Restaurant information
- Established: 2012
- Closed: March 2023
- Owner: Liz Davis
- Head chef: Kelly Myers
- Chef: David Haddow
- Food type: Mexican
- Location: 3715 Southeast Division Street, Portland, Multnomah, Oregon, 97202, United States
- Coordinates: 45°30′18″N 122°37′31″W﻿ / ﻿45.5049°N 122.6252°W

= Xico (restaurant) =

Defunct Mexican restaurant in Portland, Oregon, U.S.

Xico (/'tSi:ko:/ CHEE-koh) was a Mexican restaurant in Portland, Oregon's Richmond neighborhood, in the United States. The restaurant opened in 2012; sibling establishment Xica Cantina opened in northwest Portland in mid 2019. Xico closed in March 2023 for financial reasons.

==Description==
Xico was a Mexican restaurant in southeast Portland's Richmond neighborhood. Eater Portlands Brooke Jackson-Glidden said the "contemporary" restaurant had a "Pacific Northwestern [take] on Mexican food". Xico's queso had chorizo and salsa verde. The drinking menu featured a mezcal collection and a habanero-caramel hot chocolate. As of 2015, the restaurant offered a popular rotisserie chicken dinner for two. Xico began serving lunch in February 2018.

==History==
Xico opened in 2012 and was owned by Elizabeth Davis, as of 2019. Liz Davis has also been credited as a co-owner, as of 2018. David Haddow was the sous-chef, as of 2016. In 2018, the restaurant's executive chef Kelly Myers suffered a stroke. Michael Russell of The Oregonian described how the community rallied behind her. Myers' quelites recipe is featured in the 2018 cookbook Saving Pan, which was compiled by local students to raise money for the Jane Goodall Institute's Tchimpounga Chimpanzee Rehabilitation Center in the Republic of Congo; the book also features a paper collage inspired by Myers.

In June 2019, the LLC behind Xico, Normal Activity, confirmed plans to open sibling restaurant Xica Cantina along Northwest 23rd. Xica Cantina began operations by the end of the month, and held a grand opening on July 5. In 2019, Willamette Weeks Matthew Singer described Xica as the "casual cousin" to Xico. Xico and Xica both offered pickup service during the COVID-19 pandemic, as of May 2020.

▸ Action item A:
From the article on the Xico restaurant, return the passage that opens with the words containing "Restaurant information" and closes with "Portland, Oregon, U.S.", copying it word for word.
▸ Action item B:
According to the Xico restaurant article, in what month and year did Xico begin serving lunch?

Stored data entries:
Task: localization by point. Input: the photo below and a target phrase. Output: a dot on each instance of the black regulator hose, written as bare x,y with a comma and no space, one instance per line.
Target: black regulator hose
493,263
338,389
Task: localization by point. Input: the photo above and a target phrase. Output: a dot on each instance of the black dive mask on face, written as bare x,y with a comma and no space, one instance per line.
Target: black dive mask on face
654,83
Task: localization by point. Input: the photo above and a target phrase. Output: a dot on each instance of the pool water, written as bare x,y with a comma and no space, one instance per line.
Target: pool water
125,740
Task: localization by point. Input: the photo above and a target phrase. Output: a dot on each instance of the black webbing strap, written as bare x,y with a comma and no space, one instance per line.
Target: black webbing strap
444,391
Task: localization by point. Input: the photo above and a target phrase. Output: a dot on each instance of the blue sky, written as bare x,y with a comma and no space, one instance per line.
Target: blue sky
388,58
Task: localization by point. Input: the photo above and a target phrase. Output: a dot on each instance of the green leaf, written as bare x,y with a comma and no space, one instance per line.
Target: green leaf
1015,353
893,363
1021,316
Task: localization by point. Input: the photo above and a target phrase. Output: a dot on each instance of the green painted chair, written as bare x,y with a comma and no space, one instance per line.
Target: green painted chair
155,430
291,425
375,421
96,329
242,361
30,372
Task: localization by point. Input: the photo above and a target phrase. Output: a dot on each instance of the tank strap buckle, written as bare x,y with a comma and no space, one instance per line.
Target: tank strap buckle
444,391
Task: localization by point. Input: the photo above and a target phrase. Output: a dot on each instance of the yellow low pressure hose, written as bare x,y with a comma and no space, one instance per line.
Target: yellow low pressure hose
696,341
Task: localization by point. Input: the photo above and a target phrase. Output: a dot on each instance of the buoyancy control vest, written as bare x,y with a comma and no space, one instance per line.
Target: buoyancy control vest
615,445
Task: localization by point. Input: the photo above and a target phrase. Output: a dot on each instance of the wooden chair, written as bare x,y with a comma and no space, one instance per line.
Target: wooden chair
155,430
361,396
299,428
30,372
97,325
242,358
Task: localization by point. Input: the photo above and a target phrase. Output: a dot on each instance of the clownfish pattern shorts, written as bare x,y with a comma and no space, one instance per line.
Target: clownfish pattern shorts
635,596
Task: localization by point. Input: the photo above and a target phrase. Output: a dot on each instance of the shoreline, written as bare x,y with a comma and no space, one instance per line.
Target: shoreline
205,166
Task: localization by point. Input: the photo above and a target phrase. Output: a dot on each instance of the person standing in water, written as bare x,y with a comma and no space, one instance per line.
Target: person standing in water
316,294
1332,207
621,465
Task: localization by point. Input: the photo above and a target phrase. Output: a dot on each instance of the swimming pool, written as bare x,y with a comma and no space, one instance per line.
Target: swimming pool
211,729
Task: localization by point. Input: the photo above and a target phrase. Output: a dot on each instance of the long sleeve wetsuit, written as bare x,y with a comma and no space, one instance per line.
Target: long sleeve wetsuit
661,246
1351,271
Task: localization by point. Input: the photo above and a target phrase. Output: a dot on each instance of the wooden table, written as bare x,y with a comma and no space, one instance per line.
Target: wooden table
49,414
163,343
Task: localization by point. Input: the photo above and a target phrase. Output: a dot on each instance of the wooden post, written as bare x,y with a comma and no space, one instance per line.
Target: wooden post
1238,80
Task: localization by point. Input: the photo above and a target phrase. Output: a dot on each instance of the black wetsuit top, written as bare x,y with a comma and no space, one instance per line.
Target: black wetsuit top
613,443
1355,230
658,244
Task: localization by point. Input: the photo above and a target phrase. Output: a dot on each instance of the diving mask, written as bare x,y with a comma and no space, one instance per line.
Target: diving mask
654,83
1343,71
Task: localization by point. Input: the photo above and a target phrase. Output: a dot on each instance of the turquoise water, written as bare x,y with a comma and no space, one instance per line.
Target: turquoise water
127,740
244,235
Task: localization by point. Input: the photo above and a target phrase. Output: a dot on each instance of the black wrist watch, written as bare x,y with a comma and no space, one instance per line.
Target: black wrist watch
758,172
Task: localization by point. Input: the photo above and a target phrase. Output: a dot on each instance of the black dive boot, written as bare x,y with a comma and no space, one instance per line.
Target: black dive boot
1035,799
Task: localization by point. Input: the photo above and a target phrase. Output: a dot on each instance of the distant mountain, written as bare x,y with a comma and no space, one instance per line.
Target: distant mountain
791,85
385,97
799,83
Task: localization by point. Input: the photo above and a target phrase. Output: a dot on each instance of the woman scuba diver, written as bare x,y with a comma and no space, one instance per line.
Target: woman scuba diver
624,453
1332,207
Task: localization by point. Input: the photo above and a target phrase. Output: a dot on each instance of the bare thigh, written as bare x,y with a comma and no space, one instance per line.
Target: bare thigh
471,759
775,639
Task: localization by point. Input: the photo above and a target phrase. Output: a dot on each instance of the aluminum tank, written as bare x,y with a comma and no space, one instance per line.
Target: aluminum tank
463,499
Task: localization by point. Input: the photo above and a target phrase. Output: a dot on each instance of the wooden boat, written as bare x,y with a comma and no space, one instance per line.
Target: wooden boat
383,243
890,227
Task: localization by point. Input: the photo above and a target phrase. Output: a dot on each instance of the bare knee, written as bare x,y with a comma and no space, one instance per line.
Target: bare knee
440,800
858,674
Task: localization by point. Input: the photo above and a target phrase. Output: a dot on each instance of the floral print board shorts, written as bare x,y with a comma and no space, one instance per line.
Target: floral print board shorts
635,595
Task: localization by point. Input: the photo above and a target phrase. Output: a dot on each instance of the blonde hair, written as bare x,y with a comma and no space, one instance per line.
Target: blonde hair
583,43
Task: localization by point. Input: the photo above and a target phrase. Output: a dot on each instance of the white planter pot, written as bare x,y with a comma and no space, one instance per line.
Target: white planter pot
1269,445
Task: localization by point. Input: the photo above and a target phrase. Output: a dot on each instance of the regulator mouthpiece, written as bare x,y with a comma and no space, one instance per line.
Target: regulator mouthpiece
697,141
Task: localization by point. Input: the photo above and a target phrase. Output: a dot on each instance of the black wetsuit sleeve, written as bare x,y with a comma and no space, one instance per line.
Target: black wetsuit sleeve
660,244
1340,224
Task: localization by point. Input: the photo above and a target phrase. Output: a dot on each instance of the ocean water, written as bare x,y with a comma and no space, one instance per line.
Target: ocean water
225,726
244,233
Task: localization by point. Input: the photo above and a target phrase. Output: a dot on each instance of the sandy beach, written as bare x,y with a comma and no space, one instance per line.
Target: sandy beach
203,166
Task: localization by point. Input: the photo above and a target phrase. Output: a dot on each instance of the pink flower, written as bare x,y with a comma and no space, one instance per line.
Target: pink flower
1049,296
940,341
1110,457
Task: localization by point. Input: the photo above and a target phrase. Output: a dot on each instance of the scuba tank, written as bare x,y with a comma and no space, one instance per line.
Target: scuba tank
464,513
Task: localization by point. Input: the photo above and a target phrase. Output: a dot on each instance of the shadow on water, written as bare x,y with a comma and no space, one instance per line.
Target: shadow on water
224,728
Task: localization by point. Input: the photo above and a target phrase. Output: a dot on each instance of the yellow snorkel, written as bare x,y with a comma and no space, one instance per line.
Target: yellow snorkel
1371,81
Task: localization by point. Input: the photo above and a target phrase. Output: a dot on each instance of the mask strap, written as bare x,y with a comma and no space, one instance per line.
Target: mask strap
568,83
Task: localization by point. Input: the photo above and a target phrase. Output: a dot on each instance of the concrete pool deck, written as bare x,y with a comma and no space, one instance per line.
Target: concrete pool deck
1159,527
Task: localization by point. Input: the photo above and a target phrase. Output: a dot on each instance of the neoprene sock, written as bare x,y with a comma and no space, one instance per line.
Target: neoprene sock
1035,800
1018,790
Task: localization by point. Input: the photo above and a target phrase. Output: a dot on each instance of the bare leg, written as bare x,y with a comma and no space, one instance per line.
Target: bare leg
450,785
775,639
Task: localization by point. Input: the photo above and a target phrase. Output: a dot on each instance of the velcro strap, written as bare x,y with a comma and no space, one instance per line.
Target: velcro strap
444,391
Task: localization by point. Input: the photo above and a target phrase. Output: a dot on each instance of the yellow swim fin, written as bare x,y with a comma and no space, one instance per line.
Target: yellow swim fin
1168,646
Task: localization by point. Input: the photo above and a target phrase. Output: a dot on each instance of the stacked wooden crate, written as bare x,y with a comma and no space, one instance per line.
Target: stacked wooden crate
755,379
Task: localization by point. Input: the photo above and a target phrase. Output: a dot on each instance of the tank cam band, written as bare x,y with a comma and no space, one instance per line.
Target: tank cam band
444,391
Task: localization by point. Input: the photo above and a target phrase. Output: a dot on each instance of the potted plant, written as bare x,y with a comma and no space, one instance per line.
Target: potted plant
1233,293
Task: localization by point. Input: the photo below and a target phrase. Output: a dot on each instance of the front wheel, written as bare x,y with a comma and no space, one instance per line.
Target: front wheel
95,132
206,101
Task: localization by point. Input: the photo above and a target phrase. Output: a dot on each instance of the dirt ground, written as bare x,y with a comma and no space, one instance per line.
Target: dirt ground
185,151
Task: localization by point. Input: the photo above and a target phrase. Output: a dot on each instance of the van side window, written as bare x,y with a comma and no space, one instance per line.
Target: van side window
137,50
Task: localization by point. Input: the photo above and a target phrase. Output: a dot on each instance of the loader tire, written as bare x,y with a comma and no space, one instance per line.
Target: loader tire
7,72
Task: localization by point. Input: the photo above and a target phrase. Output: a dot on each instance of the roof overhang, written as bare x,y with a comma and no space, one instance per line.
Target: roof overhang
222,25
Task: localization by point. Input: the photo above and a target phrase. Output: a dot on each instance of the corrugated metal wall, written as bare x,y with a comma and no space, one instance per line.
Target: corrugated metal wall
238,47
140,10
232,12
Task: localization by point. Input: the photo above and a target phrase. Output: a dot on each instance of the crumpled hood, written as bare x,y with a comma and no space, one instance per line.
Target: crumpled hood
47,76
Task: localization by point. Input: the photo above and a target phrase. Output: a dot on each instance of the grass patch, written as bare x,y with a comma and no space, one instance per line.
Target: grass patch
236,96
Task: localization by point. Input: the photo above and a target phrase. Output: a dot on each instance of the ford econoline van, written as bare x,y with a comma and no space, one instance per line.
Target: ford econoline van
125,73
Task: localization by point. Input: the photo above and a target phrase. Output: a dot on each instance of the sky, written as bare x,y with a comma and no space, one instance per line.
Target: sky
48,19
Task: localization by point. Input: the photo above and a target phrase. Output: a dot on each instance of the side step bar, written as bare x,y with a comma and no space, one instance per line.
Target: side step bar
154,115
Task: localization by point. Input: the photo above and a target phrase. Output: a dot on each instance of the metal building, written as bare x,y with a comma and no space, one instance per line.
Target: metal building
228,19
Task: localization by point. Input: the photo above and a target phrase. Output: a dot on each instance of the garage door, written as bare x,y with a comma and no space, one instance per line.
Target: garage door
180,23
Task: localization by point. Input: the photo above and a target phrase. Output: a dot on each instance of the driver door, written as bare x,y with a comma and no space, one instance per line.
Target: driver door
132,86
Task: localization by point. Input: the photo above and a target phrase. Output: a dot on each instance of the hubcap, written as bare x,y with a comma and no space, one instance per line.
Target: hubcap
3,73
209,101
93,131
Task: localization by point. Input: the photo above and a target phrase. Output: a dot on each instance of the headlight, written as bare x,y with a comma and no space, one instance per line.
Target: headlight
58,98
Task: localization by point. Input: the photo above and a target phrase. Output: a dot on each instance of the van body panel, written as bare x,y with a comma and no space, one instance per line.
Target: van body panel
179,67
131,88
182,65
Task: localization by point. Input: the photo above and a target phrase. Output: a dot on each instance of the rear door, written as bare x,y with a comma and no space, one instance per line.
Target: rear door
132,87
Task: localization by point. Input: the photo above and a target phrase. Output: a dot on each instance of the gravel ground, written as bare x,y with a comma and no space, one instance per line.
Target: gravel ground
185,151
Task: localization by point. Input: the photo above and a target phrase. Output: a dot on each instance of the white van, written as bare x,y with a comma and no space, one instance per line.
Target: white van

▸ Exercise output A:
Restaurant information
- Established: 2012
- Closed: March 2023
- Owner: Liz Davis
- Head chef: Kelly Myers
- Chef: David Haddow
- Food type: Mexican
- Location: 3715 Southeast Division Street, Portland, Multnomah, Oregon, 97202, United States
- Coordinates: 45°30′18″N 122°37′31″W﻿ / ﻿45.5049°N 122.6252°W

= Xico (restaurant) =

Defunct Mexican restaurant in Portland, Oregon, U.S.

▸ Exercise output B:
February 2018